→ **Aim of the exercise**
Please repeat, without alteration, the line containing "Annotation task: tag one point per instance of the race" and every line that follows it to the end of the entries below, and only those lines.
☆ ☆ ☆ ☆ ☆
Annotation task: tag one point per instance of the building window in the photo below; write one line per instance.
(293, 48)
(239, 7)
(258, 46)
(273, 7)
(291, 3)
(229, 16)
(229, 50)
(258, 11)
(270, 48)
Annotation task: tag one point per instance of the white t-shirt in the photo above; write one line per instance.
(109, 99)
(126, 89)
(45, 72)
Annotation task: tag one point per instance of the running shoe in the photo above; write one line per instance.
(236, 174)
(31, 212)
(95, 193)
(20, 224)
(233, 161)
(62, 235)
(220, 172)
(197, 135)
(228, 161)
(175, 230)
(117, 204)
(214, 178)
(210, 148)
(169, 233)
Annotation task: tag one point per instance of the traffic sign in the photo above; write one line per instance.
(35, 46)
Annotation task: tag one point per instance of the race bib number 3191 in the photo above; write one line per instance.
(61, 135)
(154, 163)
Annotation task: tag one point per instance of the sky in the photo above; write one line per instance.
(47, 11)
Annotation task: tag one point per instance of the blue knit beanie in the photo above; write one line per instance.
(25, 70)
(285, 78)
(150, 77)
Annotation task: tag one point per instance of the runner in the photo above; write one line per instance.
☆ ☆ ☆ ☆ ☆
→ **Exercise answer**
Annotation task: tag one point per instance of the race bib number 3191 in the photo above; write one line per instance.
(61, 135)
(154, 163)
Annotation task: tag one point per instance of the sky in the photo above; write one line per instance.
(47, 11)
Annotation task: tag one point per instance of the blue knit beanie in the photo above; write one line per instance.
(25, 70)
(285, 78)
(150, 77)
Annotation task: tag one point per instance of the runner in the photo above; write one line per instance.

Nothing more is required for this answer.